== ABOUT THIS EXERCISE ==
Scan the listing below. Return every line containing the string "curtain".

---------- ENTRIES SHOWN ----------

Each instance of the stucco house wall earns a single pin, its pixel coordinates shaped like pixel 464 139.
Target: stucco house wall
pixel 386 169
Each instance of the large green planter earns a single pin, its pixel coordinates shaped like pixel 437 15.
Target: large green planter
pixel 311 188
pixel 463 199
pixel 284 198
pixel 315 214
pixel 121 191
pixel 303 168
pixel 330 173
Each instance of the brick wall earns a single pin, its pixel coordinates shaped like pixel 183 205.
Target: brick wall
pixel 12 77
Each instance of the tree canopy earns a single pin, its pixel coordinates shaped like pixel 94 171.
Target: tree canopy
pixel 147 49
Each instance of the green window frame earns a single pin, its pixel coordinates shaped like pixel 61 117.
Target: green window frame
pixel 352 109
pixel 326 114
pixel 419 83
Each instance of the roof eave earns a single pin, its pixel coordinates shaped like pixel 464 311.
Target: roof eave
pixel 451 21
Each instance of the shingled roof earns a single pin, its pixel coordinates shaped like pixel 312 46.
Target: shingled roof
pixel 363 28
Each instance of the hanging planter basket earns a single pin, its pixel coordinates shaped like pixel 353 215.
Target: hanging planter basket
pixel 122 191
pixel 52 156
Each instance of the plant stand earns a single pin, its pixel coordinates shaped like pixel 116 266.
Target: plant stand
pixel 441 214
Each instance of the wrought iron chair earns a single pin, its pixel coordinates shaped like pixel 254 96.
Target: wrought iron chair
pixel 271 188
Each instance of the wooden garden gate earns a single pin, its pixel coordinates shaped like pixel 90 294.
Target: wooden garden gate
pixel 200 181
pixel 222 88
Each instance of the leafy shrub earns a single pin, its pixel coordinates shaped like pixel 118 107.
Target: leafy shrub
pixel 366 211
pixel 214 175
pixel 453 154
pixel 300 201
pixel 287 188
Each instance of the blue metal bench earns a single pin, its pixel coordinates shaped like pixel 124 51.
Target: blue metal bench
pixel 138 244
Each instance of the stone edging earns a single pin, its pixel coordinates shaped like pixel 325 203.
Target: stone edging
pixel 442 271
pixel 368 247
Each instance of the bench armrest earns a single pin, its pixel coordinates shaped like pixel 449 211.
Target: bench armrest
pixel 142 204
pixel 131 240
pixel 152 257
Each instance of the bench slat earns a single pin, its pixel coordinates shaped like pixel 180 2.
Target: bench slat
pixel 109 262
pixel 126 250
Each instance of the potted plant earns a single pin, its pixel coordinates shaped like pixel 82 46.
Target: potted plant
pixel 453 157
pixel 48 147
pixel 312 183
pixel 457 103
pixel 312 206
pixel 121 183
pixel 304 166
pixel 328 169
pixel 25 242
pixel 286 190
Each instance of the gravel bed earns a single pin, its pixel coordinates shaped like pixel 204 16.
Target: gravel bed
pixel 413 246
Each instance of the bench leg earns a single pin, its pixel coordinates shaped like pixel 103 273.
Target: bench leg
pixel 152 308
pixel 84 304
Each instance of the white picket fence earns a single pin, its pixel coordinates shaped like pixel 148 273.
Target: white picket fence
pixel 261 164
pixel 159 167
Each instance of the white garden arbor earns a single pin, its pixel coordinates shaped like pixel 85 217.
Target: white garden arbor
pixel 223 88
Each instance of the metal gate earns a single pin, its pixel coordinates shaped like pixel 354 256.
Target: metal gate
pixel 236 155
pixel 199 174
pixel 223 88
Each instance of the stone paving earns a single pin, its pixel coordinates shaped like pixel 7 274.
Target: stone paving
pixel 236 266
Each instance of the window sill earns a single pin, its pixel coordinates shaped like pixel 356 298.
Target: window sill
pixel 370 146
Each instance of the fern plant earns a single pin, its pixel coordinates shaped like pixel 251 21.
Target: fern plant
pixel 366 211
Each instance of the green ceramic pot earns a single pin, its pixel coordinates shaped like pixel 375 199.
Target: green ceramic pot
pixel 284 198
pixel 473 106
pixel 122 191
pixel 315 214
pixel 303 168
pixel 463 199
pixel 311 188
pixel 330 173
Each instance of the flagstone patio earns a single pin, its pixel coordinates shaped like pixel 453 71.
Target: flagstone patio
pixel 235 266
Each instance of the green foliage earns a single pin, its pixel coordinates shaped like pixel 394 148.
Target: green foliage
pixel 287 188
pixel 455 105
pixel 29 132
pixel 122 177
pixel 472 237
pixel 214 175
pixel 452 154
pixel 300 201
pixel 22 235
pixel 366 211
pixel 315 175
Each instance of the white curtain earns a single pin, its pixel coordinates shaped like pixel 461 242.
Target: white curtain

----------
---------- ENTRIES SHOWN ----------

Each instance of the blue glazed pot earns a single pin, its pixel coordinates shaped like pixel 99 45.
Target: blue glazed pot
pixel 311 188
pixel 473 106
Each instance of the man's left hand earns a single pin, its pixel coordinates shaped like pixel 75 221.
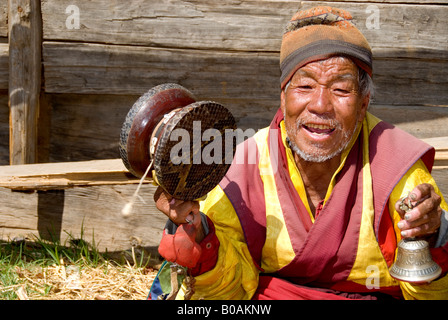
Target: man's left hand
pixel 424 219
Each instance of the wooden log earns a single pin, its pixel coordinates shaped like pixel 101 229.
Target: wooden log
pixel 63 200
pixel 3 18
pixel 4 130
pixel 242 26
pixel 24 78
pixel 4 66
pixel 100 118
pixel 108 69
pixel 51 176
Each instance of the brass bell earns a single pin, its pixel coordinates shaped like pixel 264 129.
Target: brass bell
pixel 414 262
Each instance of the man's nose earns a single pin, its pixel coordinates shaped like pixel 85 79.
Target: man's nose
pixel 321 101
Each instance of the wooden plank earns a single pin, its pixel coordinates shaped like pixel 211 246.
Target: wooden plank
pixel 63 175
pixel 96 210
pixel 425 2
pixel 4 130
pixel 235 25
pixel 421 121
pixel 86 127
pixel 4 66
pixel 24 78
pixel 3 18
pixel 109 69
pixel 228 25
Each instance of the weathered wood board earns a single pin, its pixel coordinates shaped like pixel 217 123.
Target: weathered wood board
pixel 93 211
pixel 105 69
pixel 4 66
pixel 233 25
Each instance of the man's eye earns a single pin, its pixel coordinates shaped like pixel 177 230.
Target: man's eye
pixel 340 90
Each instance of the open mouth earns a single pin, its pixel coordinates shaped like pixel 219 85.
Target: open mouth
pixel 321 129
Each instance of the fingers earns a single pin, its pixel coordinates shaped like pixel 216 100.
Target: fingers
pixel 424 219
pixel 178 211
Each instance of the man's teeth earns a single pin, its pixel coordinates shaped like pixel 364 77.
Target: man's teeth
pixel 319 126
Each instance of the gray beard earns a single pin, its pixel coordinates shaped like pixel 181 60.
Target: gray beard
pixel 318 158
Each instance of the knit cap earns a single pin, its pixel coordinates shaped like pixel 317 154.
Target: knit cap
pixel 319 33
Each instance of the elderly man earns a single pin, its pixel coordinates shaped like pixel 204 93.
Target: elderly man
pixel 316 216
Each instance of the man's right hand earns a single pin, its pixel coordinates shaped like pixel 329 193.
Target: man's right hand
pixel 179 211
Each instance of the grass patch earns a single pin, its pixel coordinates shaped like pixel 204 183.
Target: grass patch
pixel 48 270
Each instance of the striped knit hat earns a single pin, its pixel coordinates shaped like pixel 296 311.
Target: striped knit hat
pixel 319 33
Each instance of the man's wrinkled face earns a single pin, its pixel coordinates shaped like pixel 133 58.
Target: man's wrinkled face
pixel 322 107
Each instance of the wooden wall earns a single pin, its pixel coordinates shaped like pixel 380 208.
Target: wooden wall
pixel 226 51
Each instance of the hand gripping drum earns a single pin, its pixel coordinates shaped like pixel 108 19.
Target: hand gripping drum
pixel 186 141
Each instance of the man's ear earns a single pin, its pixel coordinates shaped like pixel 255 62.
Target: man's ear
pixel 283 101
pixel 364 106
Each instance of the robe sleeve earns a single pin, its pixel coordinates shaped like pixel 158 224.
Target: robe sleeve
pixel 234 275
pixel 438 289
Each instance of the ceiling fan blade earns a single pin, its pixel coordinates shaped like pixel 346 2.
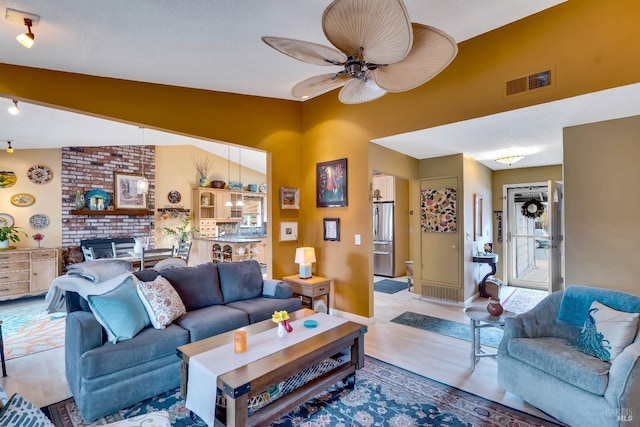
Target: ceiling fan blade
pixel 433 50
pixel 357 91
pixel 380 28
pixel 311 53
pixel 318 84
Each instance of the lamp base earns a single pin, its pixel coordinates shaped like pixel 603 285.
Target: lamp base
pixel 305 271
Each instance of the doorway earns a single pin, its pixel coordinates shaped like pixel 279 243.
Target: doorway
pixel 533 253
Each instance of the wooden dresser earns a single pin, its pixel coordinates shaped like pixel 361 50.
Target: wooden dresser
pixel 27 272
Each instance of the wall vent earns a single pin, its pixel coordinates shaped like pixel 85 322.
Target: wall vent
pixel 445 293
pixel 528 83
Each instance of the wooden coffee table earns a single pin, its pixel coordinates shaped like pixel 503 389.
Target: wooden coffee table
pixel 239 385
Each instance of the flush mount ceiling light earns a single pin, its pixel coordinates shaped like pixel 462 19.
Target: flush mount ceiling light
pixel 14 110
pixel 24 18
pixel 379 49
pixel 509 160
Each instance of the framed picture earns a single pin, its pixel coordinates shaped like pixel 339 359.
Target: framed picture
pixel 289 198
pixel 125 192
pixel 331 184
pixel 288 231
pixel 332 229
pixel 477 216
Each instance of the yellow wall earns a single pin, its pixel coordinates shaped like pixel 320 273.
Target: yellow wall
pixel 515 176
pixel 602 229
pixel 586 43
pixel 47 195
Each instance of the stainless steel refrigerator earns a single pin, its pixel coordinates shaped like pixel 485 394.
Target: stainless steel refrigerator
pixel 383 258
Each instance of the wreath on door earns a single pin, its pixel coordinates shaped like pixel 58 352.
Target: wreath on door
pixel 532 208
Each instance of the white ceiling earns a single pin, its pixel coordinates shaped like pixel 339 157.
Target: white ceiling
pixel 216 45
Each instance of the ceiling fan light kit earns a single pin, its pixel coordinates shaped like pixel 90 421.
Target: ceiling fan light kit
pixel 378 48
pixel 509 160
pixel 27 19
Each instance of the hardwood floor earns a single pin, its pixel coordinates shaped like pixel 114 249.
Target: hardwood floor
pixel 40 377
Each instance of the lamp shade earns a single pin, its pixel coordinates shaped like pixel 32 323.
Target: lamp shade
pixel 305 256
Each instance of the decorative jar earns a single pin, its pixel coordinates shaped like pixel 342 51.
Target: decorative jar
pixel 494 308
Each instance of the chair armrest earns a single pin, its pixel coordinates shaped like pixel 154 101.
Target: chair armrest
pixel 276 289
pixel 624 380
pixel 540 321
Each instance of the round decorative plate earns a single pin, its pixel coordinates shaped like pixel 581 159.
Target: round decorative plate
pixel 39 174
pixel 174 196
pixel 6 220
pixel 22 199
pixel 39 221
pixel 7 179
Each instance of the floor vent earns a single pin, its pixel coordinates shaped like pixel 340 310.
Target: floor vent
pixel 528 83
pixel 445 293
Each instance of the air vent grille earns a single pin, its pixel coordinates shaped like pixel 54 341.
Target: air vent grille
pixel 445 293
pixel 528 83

----------
---------- ENTRIES SHOWN ----------

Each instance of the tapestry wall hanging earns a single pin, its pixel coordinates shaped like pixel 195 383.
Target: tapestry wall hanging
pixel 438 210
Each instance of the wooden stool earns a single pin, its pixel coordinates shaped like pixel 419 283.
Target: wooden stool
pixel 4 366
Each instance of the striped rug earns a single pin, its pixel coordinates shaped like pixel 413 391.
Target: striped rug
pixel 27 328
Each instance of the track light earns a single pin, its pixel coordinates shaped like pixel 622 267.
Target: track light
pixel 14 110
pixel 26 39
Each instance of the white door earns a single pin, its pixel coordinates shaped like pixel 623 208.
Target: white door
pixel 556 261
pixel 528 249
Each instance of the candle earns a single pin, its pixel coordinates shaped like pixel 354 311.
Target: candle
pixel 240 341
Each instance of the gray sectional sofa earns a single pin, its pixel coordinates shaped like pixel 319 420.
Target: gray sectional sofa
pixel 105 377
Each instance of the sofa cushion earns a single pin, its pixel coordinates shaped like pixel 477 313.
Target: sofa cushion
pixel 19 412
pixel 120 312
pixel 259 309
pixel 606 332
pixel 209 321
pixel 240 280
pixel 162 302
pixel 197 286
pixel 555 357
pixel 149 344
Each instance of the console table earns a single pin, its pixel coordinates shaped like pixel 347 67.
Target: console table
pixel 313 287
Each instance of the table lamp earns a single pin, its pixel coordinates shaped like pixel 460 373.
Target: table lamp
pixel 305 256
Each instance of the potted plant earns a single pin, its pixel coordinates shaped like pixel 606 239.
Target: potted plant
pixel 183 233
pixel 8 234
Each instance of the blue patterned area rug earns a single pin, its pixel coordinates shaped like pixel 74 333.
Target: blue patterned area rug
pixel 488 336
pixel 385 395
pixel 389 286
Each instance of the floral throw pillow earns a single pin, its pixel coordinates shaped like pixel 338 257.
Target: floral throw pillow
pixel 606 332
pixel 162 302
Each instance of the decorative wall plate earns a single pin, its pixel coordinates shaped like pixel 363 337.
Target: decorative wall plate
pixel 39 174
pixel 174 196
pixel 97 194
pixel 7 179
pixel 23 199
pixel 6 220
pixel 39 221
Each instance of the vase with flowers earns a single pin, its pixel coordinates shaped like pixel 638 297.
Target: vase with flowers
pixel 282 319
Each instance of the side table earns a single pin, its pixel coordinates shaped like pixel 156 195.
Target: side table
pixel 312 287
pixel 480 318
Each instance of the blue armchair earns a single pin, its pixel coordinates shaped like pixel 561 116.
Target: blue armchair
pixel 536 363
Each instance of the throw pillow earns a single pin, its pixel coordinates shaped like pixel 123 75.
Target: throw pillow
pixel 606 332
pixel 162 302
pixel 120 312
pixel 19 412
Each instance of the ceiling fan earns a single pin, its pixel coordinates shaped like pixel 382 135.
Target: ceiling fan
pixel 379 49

----------

== REPLY TO THE EXERCISE ==
Each instance of the white curtain earns a single pin, its pixel coordinates shaped like pixel 461 242.
Target: white curtain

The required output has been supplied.